§ **Goal**: Arrange the listing starting at the line containing "blue jeans, locate" and ending at the line containing "(1115, 641)" as a two-column CSV with the headers text and point, one row for each text and the answer beneath it. Put every value in its own quoted field, with line breaks replaced by spaces.

(Point placement records)
━━━
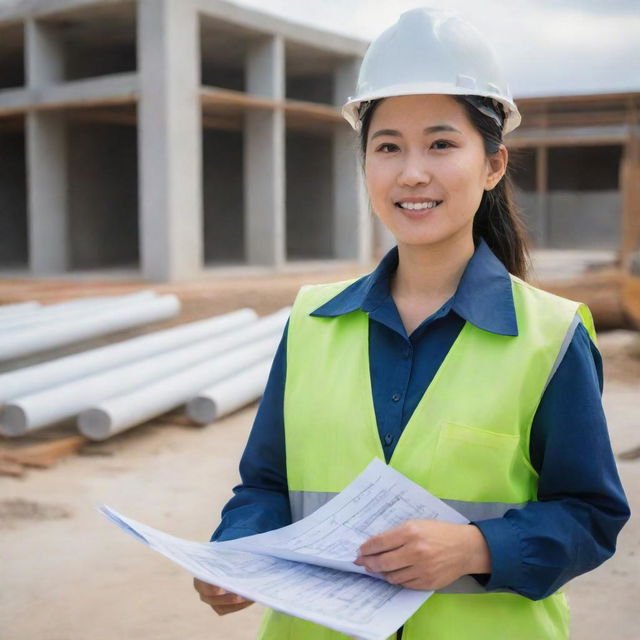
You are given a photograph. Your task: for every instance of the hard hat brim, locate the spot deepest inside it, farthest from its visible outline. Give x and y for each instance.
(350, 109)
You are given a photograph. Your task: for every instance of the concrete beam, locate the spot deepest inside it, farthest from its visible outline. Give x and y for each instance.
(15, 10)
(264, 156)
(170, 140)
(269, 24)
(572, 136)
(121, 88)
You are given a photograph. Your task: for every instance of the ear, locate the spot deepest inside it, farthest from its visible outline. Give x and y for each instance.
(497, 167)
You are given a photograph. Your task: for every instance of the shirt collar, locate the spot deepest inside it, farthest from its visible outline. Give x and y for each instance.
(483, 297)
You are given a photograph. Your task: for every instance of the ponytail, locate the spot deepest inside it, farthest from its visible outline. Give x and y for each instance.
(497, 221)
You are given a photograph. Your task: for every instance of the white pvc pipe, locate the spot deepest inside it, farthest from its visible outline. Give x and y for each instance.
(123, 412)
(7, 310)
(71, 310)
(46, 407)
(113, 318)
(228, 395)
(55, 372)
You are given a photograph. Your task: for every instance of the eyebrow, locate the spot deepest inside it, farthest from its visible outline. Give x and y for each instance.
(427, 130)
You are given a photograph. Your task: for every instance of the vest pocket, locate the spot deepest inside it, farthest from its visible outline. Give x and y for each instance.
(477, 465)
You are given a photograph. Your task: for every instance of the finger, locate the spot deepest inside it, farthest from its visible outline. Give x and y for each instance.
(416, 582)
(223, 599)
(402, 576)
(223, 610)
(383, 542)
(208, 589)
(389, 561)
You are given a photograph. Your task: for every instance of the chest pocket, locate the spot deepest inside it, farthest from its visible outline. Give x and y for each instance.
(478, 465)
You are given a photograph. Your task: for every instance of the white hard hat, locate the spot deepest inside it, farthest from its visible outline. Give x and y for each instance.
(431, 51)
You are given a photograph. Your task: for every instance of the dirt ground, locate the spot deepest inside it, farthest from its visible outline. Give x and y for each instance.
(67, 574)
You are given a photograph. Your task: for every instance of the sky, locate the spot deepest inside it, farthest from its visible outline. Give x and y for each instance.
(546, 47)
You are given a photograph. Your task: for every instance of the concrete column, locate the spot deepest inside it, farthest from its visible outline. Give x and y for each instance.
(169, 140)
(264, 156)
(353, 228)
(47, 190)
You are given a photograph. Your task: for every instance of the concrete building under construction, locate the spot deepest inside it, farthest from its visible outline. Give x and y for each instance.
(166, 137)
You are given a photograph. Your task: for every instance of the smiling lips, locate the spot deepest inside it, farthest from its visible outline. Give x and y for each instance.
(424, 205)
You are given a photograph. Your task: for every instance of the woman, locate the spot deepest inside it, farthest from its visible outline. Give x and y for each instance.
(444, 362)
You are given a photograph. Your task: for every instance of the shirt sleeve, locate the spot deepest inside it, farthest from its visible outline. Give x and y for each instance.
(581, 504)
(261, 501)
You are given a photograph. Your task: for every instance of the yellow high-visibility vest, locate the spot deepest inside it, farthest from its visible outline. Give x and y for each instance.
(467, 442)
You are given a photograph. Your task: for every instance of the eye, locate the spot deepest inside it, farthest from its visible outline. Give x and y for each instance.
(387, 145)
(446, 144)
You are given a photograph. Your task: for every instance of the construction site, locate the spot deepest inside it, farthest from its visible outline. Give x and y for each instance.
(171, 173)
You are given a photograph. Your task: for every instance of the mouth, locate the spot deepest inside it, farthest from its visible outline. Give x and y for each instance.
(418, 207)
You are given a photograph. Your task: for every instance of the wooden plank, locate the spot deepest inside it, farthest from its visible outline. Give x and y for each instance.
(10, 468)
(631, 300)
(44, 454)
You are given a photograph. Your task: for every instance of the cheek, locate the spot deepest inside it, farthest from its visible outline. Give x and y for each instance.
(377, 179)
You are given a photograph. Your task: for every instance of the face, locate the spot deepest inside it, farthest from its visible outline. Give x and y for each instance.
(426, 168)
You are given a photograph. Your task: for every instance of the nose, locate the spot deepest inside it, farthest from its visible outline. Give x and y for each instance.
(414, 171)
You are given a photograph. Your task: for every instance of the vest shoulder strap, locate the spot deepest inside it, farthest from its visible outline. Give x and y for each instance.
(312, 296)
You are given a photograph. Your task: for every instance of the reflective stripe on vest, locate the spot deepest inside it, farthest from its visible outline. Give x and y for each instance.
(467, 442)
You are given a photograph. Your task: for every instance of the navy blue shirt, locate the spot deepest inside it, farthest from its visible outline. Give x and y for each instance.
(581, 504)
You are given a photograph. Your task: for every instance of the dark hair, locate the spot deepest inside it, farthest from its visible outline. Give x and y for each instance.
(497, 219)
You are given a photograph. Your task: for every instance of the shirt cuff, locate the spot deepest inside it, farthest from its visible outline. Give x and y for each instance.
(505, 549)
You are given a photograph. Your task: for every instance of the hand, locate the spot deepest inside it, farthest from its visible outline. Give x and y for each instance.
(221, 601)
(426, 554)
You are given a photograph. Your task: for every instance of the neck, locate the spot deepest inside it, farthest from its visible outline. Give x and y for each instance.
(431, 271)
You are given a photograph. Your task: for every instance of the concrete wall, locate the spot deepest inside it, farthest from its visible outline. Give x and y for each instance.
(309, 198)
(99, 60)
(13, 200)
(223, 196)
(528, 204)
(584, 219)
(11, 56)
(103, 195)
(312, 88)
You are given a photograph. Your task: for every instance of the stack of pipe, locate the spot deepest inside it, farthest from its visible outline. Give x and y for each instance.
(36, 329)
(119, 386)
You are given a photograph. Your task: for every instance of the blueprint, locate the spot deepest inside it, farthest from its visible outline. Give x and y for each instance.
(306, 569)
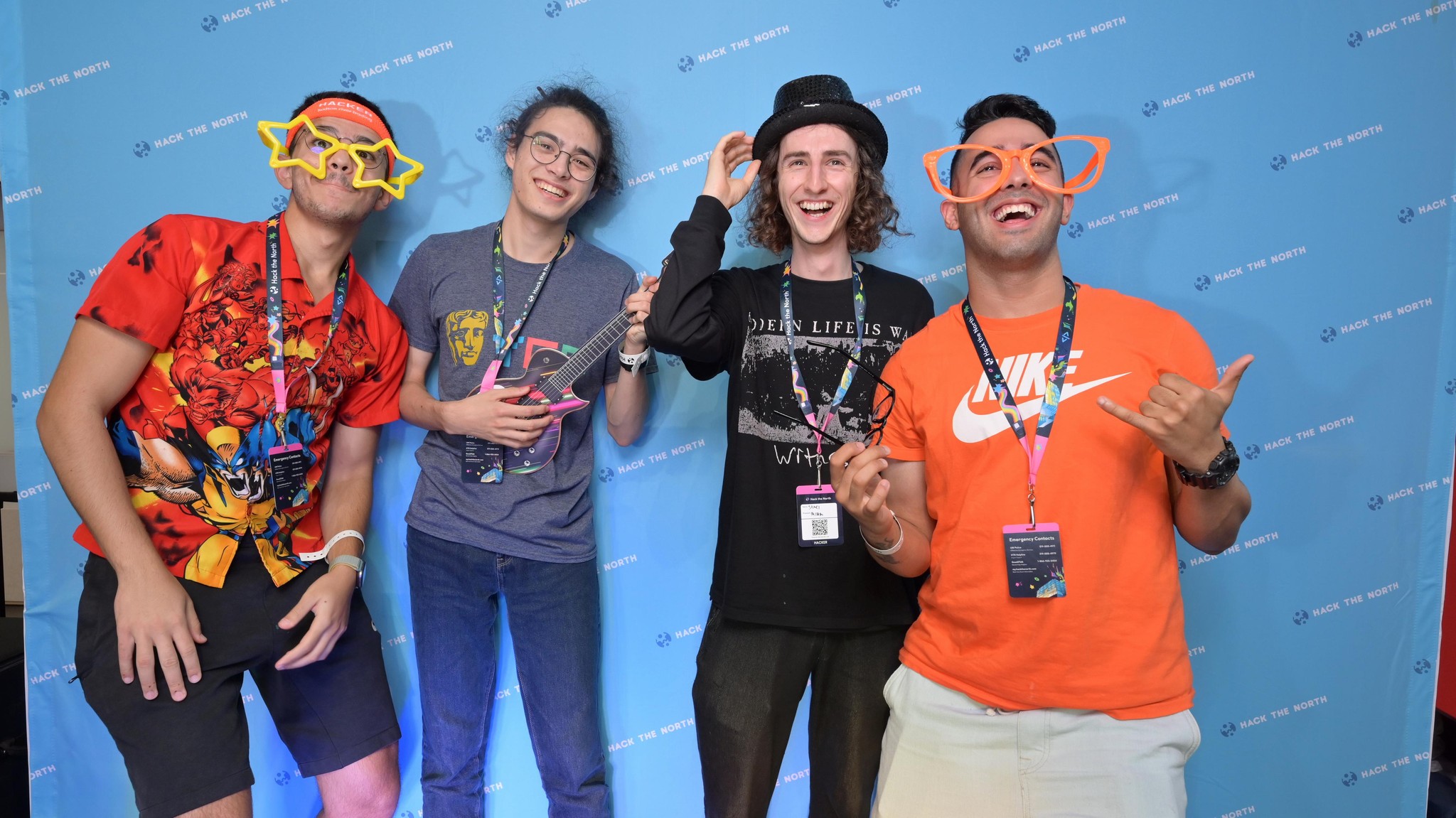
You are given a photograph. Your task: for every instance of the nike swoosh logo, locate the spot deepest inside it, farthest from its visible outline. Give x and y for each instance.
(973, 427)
━━━
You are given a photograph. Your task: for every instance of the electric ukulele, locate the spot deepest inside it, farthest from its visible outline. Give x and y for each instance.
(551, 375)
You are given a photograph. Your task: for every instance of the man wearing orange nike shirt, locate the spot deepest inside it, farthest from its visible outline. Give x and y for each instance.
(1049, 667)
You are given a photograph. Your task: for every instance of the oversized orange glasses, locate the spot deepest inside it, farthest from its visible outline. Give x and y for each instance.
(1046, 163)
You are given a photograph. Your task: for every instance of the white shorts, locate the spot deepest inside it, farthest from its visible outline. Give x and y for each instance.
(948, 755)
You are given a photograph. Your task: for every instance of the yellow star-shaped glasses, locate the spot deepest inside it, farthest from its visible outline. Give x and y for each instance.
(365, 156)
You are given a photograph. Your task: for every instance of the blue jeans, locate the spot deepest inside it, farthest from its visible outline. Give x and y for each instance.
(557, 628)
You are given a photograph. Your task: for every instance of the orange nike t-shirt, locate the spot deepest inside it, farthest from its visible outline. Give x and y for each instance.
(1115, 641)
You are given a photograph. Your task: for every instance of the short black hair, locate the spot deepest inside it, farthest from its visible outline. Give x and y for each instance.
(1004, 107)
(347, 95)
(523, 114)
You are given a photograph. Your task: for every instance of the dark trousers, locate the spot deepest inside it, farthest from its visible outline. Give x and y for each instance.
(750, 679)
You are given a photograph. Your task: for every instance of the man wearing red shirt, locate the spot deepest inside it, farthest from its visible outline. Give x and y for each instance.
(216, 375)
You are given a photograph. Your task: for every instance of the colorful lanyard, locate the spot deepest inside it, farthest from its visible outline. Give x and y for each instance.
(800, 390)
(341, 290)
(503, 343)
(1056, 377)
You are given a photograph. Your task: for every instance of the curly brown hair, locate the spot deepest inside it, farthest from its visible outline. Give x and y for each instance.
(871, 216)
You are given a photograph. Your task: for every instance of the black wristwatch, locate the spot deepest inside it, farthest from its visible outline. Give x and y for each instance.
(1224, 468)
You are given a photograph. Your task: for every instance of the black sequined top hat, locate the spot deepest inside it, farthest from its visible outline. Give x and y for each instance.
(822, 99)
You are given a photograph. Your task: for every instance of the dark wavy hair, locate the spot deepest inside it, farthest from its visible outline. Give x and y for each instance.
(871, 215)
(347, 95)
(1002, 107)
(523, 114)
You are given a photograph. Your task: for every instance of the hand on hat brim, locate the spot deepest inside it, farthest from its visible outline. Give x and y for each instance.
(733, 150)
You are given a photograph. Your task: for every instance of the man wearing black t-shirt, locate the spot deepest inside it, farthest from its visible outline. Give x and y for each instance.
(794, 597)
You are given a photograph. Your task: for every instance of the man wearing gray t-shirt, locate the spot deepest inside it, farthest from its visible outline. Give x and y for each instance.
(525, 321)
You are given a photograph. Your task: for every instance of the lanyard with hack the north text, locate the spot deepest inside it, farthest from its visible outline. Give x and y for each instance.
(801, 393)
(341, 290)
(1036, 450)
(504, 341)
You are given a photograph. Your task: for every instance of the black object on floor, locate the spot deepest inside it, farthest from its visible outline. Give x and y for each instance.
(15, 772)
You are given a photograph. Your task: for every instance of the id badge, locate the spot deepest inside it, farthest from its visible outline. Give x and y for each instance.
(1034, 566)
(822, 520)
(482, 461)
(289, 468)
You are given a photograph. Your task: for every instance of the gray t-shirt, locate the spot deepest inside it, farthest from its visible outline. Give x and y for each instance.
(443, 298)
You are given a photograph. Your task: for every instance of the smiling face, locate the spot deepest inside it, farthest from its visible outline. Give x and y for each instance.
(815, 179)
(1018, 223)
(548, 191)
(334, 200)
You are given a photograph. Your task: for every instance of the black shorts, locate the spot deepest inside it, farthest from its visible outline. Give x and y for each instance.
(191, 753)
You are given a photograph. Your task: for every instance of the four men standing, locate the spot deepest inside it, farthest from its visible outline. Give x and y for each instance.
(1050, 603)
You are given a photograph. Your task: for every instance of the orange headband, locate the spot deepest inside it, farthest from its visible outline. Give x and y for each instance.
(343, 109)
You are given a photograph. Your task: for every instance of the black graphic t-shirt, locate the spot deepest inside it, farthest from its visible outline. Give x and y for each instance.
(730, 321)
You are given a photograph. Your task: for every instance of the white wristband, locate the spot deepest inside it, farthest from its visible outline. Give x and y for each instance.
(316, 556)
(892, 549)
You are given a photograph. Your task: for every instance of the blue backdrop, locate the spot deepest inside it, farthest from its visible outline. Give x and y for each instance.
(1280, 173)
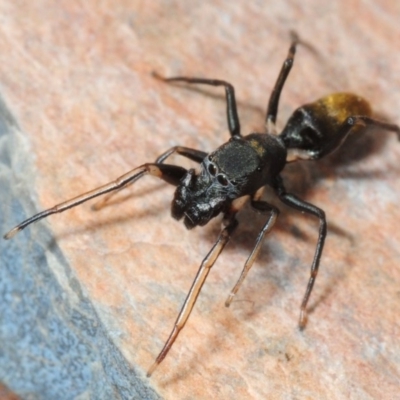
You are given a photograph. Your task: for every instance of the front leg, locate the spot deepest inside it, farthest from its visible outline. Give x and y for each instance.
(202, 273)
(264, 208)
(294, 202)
━━━
§ **Result of the exercise**:
text,point
"You are given a photograph. Your task: for every instance of the blue jeans, locate the spot deepest inside it, farthest from its visible outline. Give x and y for each instance.","(557, 628)"
"You are given a photograph. Your task: for every instance of the orange nike t-shirt, locate the spot deepest inside it, farthest from its visible outline. Give x and y for each instance.","(1115, 641)"